2. Evergrande is the Gorilla, but it is not unique nor is it the first. Below is the debt and equity trading of large stressed developers, in chronological order from when their debt began to fall. (these are USD bonds - onshore debt would be better but data is less accessible)
3. The First Domino: China Fortune Land Development ($61bn of liabilities): Defaulted in January - the first major default of this tightening cycle. Ping An - largest insurer in China - reported a $5.5bn loss relating to China Fortune in its 1H21 results.
4. China South City Holdings ($10bn of liabilities): Bonds trading at 100 as of Jan21 but has consistently traded down since February with a big step down in the past two weeks. Current price: 69. Current yield: 42%.
5. Yuzhou ($21bn of liabilities): Massive debt selloff in late March. Since then, its debt has remained surprisingly sturdy although its equity continues to fall.
6. Sichuan Languang ($31bn of liabilities): Initial weakness showed up in February but legged down in April before settling at just 25c on the dollar in July. Pricing now solely on recovery.
7. Evergrande ($304bn of liabilities): The Gorilla. You know the story. After surviving a big scare in Sept 2020, its debt stabilized for 9 months, until it began to sink in June. Three months later the most indebted developer in the world is functionally insolvent.
8. Central China Real Estate ($23bn of liabilities):
2024 USD bond prices:
January: 100
July: 87
Sept: 68
9. RiseSun ($36bn of liabilities):
Issued a new USD bonds on January 11th at 100.
Price on July 5: 87.
Price on Sept 6: 59.
*swings in the debt since June show what illiquidity looks like*
10: Sunshine City ($7bn of liabilities):
Smaller fish, same story. Selloff has accelerated in the past 6 weeks. Clearly illiquid but the trend is one-way.

##########

§ **ASSIGNMENT A**:
Write out a passage from the thread on Chinese developer debt: begin at the words "5. Yuzhou ($21bn" and stop after "Sept 6: 59.".
§ **ASSIGNMENT B**:
In the thread on Chinese developer debt, how large a loss relating to China Fortune did Ping An report in its 1H21 results?
The entries that follow have nothing to do with the thread on Chinese developer debt.

##########

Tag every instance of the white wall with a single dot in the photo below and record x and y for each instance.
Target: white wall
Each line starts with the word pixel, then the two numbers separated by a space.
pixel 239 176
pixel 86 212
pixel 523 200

##########

§ **RESULT A**:
5. Yuzhou ($21bn of liabilities): Massive debt selloff in late March. Since then, its debt has remained surprisingly sturdy although its equity continues to fall.
6. Sichuan Languang ($31bn of liabilities): Initial weakness showed up in February but legged down in April before settling at just 25c on the dollar in July. Pricing now solely on recovery.
7. Evergrande ($304bn of liabilities): The Gorilla. You know the story. After surviving a big scare in Sept 2020, its debt stabilized for 9 months, until it began to sink in June. Three months later the most indebted developer in the world is functionally insolvent.
8. Central China Real Estate ($23bn of liabilities):
2024 USD bond prices:
January: 100
July: 87
Sept: 68
9. RiseSun ($36bn of liabilities):
Issued a new USD bonds on January 11th at 100.
Price on July 5: 87.
Price on Sept 6: 59.

§ **RESULT B**:
$5.5bn.